## SET TASK A
In the biochar methods passage below, at what speed were the vessels agitated on the rotary shaker?

## SUPPLIED PASSAGE
Nitrogen gas sorption and Brunauer–Emmett–Teller (BET) theory was used to obtain specific surface areas with a NOVA 1200 analyzer (QUANTACHROME).20,21 Elemental composition of biochar surfaces and valence states were analyzed by X-ray photoelectron spectroscopy (XPS) with a PHI 5100 series ESCA spectrometer (Perkin-Elmer). Minerals and LDH present on biochar surfaces were characterized using a Philips APD 3720 X-ray diffractometer (XRD) (Philips Electronic Instruments, Mahwah, NJ) equipped with a CuKα radiation source with diffraction angles between 2 and 80°. Surface morphology was examined by scanning electron microscopy (SEM) using a JEOL JSM-6400 Scanning Microscope (JEOL, Japan). Energy dispersive X-ray spectroscopy (EDS, Oxford Instruments Link ISIS) was used to determine surface elemental composition, and distribution of Fe and Ni on biochars surfaces.

2.4 LDH-biochar composite adsorption kinetics and isotherms

To examine As adsorption kinetics, 0.05 g of biochar was added to 20 mL As(V) (20 mg L−1) solution in 68 mL digestion vessels (Environmental Express) at room temperature (22 ± 0.5 °C). Thus, adsorbent concentration is equivalent to 2.5 g L−1 for all treatments. The pH for the kinetics and isotherm studies was adjusted to 7.5. The vessels with sorption mixtures, all at 2.5 g L−1, were placed onto a rotary shaker and agitated at 40 rpm until sampled at intervals of 0, 0.5, 1, 2, 4, 8, 12, 24 and 48 h. Samples were immediately filtered through 0.22 μm pore size nylon membrane filters (GE cellulose nylon membrane) and filtrate was collected for As(V) analysis via inductively coupled plasma-atomic emission spectrometry (ICP-AES, Perkin-Elmer Plasma 3200). The As(V) sorption was calculated as the difference between As(V) concentration in initial and final solutions.

## SET TASK B
Gather every line of the records that contains the string "heart", matching case exactly.

## RECORDS SHOWN

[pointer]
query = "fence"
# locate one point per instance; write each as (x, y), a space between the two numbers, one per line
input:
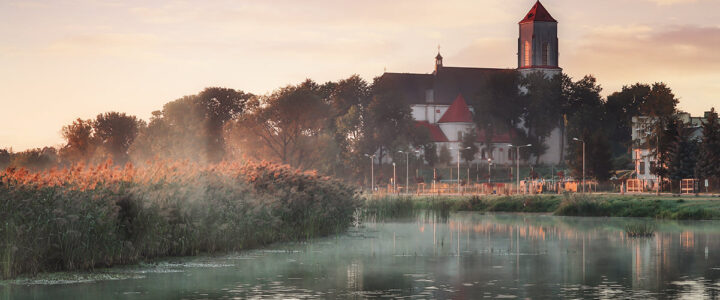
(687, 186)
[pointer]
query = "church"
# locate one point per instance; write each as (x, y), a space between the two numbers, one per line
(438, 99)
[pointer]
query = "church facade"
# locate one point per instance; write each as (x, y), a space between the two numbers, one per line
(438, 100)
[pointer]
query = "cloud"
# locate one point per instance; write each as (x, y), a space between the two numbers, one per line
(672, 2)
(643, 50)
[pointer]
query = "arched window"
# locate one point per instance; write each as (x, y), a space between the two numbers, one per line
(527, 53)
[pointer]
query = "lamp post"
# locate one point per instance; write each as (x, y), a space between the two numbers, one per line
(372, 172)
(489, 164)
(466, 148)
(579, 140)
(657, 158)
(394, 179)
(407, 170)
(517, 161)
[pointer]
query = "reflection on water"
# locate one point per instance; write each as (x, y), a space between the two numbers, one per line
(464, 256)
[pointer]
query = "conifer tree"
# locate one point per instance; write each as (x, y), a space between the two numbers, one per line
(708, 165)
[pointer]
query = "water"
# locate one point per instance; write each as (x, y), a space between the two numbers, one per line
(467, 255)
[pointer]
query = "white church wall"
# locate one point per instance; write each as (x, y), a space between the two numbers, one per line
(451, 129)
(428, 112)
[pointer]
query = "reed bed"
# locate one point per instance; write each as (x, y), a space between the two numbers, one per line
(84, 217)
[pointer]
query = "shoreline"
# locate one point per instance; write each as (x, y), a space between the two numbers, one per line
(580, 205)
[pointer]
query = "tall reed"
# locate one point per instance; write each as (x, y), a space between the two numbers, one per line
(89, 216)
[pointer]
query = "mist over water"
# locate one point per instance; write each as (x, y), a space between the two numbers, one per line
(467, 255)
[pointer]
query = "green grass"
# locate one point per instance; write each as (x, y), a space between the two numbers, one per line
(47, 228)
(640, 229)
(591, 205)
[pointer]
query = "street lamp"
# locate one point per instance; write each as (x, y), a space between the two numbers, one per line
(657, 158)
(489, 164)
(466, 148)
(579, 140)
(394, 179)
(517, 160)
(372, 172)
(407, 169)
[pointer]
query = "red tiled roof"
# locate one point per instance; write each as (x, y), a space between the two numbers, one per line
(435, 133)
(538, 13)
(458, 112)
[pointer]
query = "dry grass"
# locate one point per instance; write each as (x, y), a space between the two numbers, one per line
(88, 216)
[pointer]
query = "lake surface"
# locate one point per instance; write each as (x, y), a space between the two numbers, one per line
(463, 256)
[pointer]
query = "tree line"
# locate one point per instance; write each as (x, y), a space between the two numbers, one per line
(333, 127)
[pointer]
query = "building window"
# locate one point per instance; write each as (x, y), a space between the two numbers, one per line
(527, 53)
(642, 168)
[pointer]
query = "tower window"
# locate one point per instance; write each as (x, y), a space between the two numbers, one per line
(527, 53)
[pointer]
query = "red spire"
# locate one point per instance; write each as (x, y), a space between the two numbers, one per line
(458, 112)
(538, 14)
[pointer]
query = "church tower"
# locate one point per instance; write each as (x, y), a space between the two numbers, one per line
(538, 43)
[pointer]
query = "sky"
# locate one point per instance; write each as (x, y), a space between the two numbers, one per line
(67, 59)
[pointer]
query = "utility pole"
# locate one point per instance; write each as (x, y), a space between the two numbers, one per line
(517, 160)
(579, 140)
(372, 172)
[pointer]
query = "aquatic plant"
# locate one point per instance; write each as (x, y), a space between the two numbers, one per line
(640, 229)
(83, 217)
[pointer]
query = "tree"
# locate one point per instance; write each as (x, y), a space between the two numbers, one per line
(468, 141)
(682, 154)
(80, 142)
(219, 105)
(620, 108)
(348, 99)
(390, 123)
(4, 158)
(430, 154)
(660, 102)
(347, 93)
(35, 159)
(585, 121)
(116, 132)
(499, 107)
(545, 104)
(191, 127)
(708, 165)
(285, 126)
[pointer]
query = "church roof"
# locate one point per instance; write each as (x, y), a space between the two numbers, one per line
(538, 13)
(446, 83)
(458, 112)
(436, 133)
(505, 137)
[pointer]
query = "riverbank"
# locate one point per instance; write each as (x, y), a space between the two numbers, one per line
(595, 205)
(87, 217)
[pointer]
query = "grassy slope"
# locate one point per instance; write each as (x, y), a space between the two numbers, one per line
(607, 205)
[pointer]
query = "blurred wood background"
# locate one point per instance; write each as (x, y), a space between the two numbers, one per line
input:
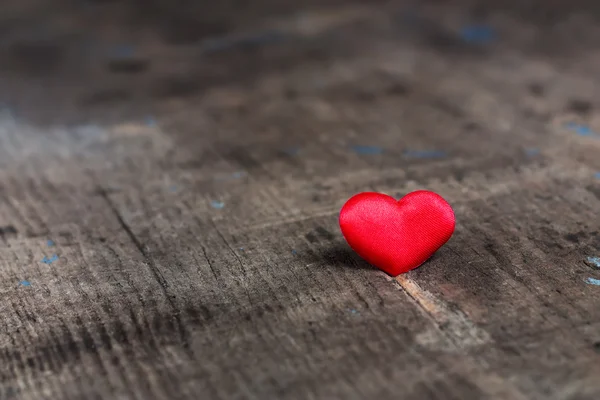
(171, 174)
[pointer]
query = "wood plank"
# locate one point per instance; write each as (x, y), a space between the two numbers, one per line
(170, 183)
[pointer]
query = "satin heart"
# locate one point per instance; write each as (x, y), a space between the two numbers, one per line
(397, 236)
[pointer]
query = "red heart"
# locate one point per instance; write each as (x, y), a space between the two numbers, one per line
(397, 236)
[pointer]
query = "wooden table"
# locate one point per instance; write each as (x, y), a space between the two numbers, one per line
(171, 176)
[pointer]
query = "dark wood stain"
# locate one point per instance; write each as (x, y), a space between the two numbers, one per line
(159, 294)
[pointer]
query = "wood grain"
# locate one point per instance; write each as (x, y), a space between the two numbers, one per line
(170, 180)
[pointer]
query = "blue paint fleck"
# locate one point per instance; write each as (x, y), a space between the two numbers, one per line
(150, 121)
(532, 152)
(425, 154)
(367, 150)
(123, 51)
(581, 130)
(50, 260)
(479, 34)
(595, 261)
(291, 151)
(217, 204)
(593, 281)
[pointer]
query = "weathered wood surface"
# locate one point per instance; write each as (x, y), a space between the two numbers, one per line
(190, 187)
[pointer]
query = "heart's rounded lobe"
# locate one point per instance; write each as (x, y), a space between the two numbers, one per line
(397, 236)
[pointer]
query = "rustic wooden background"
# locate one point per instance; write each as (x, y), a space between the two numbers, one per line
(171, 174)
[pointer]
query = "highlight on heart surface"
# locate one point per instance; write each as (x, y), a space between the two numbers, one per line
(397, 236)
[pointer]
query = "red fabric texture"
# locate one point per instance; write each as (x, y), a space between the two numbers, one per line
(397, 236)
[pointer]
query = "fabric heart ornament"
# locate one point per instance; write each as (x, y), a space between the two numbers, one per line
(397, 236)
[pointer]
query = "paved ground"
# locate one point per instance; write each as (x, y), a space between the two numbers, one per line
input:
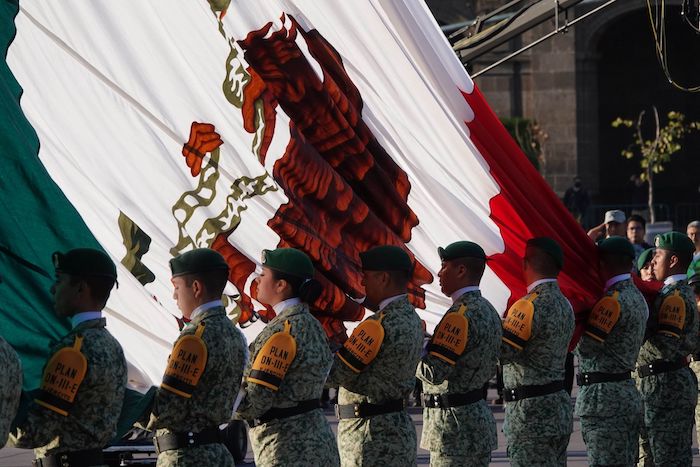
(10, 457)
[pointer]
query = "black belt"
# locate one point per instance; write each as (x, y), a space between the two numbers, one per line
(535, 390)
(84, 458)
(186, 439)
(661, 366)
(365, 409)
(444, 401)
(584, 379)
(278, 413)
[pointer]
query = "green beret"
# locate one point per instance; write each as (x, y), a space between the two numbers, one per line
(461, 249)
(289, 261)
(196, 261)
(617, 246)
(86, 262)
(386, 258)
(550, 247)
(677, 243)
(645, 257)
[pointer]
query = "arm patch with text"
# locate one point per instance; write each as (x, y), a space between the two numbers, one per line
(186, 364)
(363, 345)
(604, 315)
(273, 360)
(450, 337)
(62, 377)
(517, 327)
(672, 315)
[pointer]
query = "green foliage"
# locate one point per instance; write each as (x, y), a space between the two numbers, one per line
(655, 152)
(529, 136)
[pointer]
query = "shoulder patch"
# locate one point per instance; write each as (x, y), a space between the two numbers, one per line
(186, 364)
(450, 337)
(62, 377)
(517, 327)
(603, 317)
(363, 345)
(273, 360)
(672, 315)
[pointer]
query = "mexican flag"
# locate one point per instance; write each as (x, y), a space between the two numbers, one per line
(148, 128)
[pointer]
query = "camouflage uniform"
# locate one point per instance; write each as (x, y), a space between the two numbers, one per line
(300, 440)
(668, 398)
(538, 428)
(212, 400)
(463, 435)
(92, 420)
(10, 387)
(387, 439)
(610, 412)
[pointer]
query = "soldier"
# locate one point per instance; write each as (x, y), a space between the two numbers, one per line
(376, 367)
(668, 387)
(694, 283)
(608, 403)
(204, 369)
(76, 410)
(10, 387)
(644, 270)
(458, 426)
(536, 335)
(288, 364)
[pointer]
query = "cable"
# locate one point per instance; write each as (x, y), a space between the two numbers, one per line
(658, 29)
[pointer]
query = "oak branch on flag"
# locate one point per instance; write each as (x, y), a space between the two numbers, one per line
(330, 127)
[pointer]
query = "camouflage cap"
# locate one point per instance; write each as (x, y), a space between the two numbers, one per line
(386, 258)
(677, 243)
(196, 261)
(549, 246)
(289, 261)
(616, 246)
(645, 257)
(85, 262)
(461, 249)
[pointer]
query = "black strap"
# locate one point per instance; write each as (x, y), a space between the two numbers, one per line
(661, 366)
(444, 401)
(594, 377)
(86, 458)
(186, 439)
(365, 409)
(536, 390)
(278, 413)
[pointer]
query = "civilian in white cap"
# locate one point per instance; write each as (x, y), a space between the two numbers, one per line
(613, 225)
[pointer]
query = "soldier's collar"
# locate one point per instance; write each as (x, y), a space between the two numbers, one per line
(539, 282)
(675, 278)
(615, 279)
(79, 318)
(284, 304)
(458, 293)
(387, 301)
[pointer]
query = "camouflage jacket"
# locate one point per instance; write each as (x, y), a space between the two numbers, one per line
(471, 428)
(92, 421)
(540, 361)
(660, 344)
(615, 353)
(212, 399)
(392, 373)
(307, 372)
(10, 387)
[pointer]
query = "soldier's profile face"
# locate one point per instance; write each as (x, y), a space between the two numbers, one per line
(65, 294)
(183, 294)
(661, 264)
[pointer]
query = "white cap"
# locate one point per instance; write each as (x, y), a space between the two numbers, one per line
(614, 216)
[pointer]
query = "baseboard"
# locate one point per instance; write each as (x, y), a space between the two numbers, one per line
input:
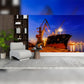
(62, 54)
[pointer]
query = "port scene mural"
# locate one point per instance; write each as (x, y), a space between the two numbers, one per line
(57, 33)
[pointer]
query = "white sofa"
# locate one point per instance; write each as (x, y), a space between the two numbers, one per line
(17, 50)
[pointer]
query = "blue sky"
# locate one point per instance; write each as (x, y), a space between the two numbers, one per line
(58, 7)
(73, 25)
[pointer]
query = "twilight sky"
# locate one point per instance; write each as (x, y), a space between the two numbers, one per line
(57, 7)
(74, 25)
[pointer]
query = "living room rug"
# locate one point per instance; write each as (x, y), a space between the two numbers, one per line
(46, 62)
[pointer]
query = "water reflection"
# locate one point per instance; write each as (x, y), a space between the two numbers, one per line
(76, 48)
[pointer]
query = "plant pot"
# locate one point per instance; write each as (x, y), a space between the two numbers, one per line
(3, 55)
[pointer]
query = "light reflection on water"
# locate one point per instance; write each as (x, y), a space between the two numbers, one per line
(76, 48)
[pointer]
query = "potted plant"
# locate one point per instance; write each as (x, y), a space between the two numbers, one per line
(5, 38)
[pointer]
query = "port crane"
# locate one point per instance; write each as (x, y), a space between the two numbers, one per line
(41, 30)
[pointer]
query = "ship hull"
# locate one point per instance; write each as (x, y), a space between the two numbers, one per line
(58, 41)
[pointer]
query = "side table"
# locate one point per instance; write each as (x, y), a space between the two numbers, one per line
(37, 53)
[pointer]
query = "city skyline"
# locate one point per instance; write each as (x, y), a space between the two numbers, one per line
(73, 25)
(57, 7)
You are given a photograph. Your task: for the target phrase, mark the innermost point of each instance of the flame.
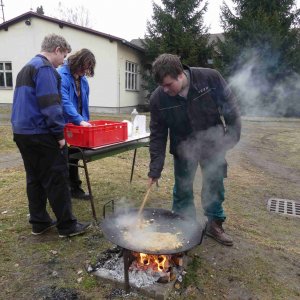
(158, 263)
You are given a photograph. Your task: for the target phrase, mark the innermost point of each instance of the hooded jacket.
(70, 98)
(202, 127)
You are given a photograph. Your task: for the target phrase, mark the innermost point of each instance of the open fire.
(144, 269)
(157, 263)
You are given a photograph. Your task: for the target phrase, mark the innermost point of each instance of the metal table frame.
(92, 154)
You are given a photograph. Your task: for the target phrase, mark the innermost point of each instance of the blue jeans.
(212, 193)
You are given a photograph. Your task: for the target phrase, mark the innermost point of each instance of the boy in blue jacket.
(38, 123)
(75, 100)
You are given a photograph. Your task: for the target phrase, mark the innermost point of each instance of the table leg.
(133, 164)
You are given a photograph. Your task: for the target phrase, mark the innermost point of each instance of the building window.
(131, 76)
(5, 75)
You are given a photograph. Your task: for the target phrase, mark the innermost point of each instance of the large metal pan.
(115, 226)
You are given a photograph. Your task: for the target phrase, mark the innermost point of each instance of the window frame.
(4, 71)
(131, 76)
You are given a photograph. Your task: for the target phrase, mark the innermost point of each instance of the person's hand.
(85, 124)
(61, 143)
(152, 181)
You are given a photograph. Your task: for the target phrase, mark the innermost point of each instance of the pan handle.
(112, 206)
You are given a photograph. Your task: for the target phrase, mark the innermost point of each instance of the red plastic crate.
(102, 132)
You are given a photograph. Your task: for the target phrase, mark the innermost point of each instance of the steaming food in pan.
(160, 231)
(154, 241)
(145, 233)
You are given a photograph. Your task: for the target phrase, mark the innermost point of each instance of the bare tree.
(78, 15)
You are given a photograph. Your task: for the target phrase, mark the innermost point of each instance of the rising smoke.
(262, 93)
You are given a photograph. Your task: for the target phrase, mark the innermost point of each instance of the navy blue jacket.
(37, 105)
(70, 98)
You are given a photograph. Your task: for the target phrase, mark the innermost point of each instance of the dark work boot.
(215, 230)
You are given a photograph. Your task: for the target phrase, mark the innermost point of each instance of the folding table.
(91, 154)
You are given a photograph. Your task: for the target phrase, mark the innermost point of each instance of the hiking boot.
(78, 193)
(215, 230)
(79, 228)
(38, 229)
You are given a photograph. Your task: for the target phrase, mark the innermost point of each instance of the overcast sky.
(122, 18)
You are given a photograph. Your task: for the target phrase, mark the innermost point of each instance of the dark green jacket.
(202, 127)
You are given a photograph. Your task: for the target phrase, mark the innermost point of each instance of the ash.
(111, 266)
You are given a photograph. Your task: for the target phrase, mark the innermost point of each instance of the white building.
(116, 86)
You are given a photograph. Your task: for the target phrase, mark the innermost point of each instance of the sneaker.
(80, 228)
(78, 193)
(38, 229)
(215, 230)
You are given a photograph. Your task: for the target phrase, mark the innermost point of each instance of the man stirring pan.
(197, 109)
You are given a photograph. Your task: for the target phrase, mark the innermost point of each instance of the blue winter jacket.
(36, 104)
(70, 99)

## FULL OUTPUT A
40 rpm

## FULL OUTPUT B
query = "satin heart"
query = "red heart"
query = "heart's rounded lobe"
query = "highlight on heart surface"
query = "fabric heart ornament"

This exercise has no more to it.